● **Extrait choisi**:
# # # #
En l’absence de consensus sur la poursuite d’une présence en Géorgie en raison du blocage de la Russie, la mission de terrain de l’OSCE en Géorgie et ses observateurs militaires ont été contraints de mettre un terme à leurs activités à compter du 30 juin 2009.

Transnistrie - Moldavie

Mince langue de terre située à l’est du Dniestr et à l’ouest de la frontière ukrainienne, la Transnistrie a connu à la fin des années 1980 un mouvement séparatiste refusant la dislocation de l’URSS. Ce mouvement a conduit à la proclamation unilatérale d’une indépendance en 1990, qui n’a jamais été reconnue internationalement et qui a entraîné une guerre civile de deux ans. Un cessez-le-feu a été signé le 21 juillet 1992 par les autorités moldaves et russes, qui comporte notamment la création d’une zone de sécurité démilitarisée et la constitution d’une force tripartite (russes, moldaves, transnistriens) de maintien de la paix de 1200 hommes, placée sous la supervision politique d’une Commission conjointe de contrôle. La Russie dispose également d’un contingent chargé de sécuriser le dépôt de munitions héritées de la période soviétique et entreposées à Cobasna.

Alors que l’Union européenne a déployé depuis décembre 2005 une mission d’observation de la frontière avec l’Ukraine (EUBAM), l’OSCE s’efforce de faciliter les négociations conduites dans le cadre du format « 5 + 2 » (les 2 parties : Moldavie et Transnistrie, 3 médiateurs : Ukraine, Russie et OSCE, ainsi que, depuis octobre 2005, 2 observateurs : Union européenne et Etats-Unis) et est aussi chargée de suivre le processus de retrait et de destruction des munitions du dépôt de Cobasna, interrompu toutefois depuis 2004.

Les dernières négociations officielles en format « 5+2 » se sont tenues en octobre 2019 à Bratislava. Les réunions en format dit « 1+1 » des négociateurs en chef moldave et transnistrien et les réunions des groupes de travail techniques se poursuivent néanmoins, malgré la pandémie de Covid-19 et le lancement de la guerre d’agression russe contre l’Ukraine le 24 février 2022.

Lors du conseil ministériel de Stockholm (2 et 3 décembre 2021), une déclaration ministérielle sur les négociations relatives au processus de règlement transnistrien au format « 5+2 » a été adoptée. A cette occasion, les ministres des Affaires étrangères de l’OSCE ont rappelé leur ferme détermination de parvenir à un règlement global, pacifique et durable du conflit transnistrien, fondé sur la souveraineté et l’intégrité territoriale de la République de Moldavie à l’intérieur de ses frontières internationalement reconnues avec, pour la Transnistrie, un statut spécial garantissant pleinement les droits humains, politiques, économiques et sociaux de sa population. Ils ont également souligné l’importance de la Conférence permanente sur les questions politiques dans le cadre du processus de négociation en vue du règlement du conflit transnistrien en format « 5+2 », seul mécanisme permettant de parvenir à un règlement global et durable. Aucune déclaration ministérielle sur les négociations relatives au processus de règlement transnistrien au format « 5+2 » n’a pu être adoptée lors du conseil ministériel de Łódź (1-2 décembre 2022), dans le contexte de la guerre d’agression de la Russie contre l’Ukraine.

La Mission de l’OSCE en Moldavie, établie en 1993, continue, en marge des réunions 5+2, à apporter son aide pour rapprocher les deux rives du Dniestr.
# # # #
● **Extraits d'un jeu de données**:
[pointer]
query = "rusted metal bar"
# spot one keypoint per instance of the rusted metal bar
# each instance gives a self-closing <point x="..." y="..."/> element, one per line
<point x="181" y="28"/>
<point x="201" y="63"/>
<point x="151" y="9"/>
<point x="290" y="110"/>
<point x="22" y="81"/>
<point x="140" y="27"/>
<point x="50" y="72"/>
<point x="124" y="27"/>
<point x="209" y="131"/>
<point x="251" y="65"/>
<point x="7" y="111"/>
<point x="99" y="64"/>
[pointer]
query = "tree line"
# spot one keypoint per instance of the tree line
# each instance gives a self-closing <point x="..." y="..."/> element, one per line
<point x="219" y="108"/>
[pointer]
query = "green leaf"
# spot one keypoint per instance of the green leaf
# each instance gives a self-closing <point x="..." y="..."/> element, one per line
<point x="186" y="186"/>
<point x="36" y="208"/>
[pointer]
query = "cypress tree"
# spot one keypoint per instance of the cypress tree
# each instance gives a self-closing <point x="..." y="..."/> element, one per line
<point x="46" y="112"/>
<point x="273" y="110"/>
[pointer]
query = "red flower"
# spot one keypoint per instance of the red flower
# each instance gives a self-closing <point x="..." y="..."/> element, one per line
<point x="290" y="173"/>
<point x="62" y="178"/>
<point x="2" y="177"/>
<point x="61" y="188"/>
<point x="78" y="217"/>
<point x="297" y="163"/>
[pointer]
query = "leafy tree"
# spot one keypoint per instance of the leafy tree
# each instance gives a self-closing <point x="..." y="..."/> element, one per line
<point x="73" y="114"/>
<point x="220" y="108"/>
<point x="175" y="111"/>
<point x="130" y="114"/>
# # # #
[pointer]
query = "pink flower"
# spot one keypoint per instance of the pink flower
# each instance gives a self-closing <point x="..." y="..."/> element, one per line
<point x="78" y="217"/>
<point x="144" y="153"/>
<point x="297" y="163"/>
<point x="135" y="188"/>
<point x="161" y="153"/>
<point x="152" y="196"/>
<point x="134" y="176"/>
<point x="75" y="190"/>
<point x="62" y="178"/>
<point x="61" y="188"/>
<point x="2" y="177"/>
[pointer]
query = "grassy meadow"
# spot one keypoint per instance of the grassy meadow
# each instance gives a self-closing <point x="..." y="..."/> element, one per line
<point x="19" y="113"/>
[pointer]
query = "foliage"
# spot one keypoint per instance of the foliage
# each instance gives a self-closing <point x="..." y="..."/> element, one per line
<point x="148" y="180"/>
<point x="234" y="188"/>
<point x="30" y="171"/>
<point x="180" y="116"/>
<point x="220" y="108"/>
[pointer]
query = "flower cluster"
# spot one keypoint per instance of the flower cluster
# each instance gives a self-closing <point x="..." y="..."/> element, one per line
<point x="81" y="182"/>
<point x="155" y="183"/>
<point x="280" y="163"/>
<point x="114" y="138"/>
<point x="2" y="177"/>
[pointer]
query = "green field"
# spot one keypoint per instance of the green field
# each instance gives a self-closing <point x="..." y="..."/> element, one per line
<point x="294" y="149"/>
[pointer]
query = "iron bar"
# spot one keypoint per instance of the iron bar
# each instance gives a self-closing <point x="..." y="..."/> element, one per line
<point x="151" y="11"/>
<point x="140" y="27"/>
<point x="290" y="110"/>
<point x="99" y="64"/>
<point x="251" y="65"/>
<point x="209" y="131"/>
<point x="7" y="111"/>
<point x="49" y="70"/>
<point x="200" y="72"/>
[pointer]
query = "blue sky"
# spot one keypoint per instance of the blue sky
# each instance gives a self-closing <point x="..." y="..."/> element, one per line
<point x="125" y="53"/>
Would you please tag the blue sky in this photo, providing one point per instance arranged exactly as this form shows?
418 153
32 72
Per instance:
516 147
# # # #
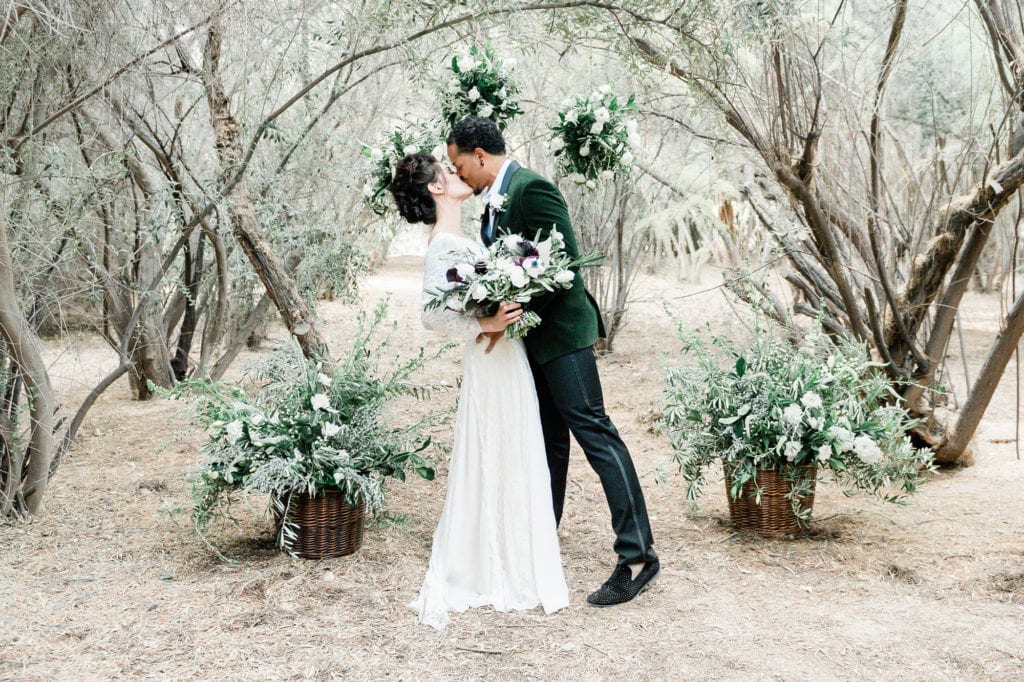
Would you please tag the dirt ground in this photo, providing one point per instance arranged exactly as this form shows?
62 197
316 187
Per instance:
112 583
# # # #
● **Consignes**:
**A)** D'après l'extrait sur la Transnistrie, en quelle année la Mission de l'OSCE en Moldavie a-t-elle été créée ?
**B)** Dans l'extrait sur la Transnistrie, citez tous les participants du format « 5 + 2 ».
Les items n'ont aucun rôle à jouer ici.

● **Réponses**:
**A)** En 1993.

**B)** Moldavie, Transnistrie, Ukraine, Russie, OSCE, Union européenne, Etats-Unis